START
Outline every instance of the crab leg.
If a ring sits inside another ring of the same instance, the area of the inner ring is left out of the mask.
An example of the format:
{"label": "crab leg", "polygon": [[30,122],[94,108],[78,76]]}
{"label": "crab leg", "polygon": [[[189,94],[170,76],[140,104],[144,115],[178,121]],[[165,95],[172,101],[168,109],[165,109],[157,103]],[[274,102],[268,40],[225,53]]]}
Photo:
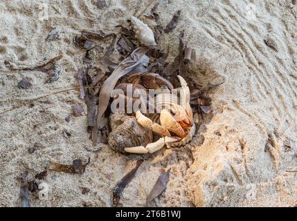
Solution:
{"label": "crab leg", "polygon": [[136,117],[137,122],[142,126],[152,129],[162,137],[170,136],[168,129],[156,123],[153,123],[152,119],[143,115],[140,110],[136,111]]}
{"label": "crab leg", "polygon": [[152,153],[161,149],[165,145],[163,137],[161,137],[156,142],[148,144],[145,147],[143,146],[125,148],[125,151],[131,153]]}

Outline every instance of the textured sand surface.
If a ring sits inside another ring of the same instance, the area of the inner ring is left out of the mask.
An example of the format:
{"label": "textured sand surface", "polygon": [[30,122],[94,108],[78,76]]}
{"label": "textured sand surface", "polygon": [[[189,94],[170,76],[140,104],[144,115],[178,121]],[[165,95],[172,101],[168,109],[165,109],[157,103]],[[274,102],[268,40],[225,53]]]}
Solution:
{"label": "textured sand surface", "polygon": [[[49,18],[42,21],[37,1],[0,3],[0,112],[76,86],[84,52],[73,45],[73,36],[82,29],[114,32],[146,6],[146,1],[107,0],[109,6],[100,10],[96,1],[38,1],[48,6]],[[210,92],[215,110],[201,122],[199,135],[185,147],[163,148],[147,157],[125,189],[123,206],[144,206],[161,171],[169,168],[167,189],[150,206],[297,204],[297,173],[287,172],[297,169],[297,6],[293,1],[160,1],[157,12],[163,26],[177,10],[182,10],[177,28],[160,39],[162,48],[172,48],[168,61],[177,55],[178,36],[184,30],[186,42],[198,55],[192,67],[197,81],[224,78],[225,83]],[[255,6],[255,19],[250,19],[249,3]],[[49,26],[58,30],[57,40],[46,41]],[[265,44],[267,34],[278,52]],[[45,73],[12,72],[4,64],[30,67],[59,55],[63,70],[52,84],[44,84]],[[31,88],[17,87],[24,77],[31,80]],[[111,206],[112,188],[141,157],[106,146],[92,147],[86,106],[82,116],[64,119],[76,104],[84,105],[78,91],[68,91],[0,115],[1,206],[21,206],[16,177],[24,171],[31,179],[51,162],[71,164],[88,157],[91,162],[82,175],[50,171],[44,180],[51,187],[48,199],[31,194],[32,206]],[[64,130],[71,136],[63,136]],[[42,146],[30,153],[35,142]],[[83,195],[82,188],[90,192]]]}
END
START
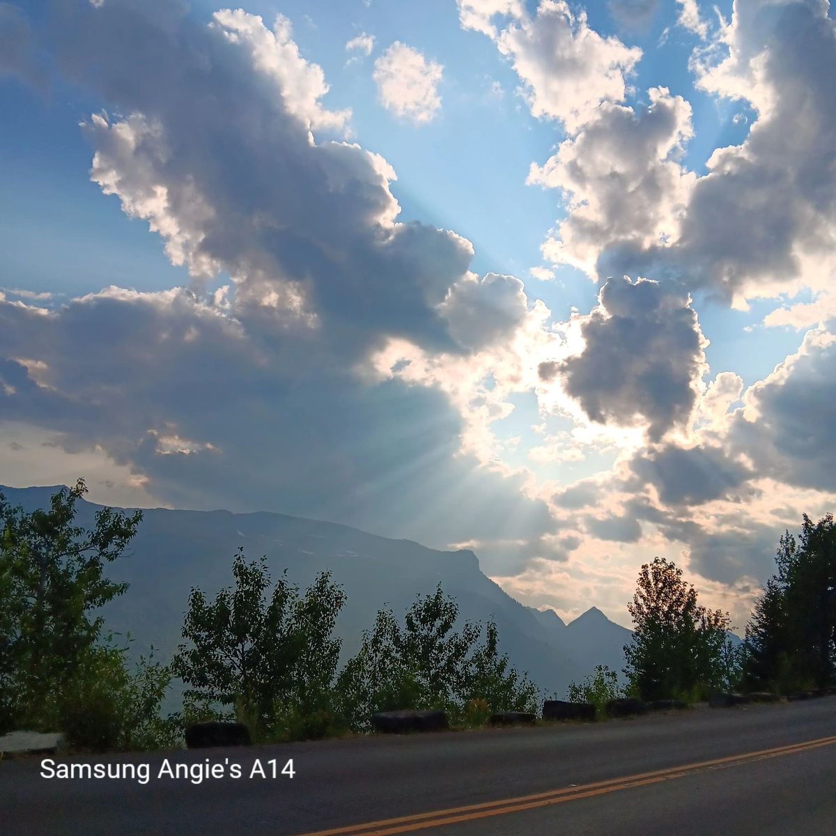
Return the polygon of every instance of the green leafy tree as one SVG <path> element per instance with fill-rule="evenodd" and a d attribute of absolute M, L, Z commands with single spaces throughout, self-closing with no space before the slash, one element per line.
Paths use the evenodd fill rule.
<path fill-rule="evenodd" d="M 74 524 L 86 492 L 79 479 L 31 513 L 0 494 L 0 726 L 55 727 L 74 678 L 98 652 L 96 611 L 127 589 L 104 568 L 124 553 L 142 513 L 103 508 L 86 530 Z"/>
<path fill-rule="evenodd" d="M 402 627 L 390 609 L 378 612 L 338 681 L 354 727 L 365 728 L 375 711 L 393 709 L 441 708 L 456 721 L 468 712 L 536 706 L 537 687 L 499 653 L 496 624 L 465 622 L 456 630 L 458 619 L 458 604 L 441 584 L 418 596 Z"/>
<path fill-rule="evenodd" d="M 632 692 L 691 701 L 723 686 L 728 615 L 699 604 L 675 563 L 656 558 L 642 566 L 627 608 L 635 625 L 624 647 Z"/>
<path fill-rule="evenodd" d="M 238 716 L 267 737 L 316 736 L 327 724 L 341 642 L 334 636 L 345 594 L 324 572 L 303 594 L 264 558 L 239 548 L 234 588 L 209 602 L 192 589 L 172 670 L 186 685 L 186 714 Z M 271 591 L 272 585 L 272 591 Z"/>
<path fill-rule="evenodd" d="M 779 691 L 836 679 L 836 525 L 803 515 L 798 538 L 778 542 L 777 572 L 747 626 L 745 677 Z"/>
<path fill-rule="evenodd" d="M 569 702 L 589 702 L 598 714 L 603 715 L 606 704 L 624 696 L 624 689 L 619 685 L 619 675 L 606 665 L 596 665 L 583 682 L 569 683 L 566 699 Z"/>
END
START
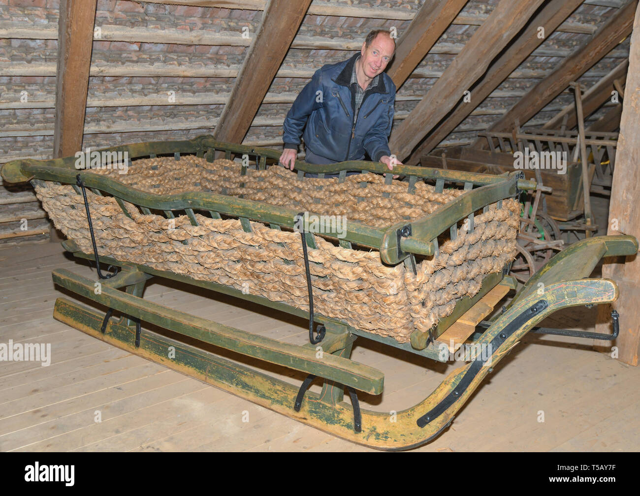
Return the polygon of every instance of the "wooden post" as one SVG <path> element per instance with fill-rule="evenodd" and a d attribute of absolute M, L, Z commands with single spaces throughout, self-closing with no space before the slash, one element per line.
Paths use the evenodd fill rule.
END
EXERCISE: Copy out the lines above without any change, from the line containing "Return the polygon of every instance of the green" through the line containing "632 692 L 691", including both of those lines.

RESPONSE TO THE TASK:
Return the polygon of every instance of the green leafy tree as one SVG <path> element per instance with fill-rule="evenodd" and a d attribute of absolute M, L, Z commands with single spaces throughout, self-closing with no space before the slash, one element per line.
Paths use the evenodd fill rule.
<path fill-rule="evenodd" d="M 74 524 L 86 492 L 79 479 L 31 513 L 0 494 L 0 726 L 55 727 L 74 678 L 98 652 L 96 611 L 127 589 L 104 568 L 124 553 L 142 513 L 103 508 L 86 530 Z"/>
<path fill-rule="evenodd" d="M 402 627 L 390 609 L 378 612 L 338 681 L 354 727 L 365 728 L 375 711 L 393 709 L 441 708 L 456 721 L 468 712 L 536 706 L 537 687 L 499 653 L 496 624 L 465 622 L 456 630 L 458 619 L 458 604 L 441 584 L 418 596 Z"/>
<path fill-rule="evenodd" d="M 632 692 L 691 701 L 723 686 L 728 615 L 699 604 L 675 563 L 656 558 L 642 566 L 627 608 L 635 625 L 624 647 Z"/>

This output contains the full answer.